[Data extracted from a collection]
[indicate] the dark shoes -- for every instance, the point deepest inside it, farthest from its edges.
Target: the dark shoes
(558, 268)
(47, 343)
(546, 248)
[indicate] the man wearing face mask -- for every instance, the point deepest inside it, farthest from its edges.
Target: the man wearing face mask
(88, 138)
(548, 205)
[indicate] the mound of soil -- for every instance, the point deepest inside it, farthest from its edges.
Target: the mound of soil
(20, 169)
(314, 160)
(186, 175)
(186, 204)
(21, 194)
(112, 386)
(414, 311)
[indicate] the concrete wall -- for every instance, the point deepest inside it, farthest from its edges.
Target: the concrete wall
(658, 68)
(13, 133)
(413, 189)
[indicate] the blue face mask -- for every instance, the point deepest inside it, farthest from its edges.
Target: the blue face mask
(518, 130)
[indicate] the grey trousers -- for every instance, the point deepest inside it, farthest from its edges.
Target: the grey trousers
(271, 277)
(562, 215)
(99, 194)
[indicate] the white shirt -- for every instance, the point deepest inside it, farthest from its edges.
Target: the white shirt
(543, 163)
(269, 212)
...
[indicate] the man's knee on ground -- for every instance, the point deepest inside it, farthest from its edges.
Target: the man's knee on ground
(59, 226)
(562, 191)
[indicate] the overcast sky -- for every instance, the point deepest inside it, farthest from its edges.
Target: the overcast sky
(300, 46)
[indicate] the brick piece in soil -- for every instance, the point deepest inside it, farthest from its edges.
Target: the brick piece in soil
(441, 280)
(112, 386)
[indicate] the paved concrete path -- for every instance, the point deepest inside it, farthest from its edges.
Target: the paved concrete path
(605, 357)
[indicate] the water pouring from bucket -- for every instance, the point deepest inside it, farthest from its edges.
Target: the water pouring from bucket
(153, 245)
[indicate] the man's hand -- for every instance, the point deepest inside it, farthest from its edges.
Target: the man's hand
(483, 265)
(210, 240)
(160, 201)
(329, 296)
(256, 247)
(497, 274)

_STATED EXERCISE_
Collect every line of the data above that contains the string "white", with case counting.

_RESPONSE_
[indicate] the white shirt -- for every instance, the point deepest inside it, farthest from its edges.
Target: the white shirt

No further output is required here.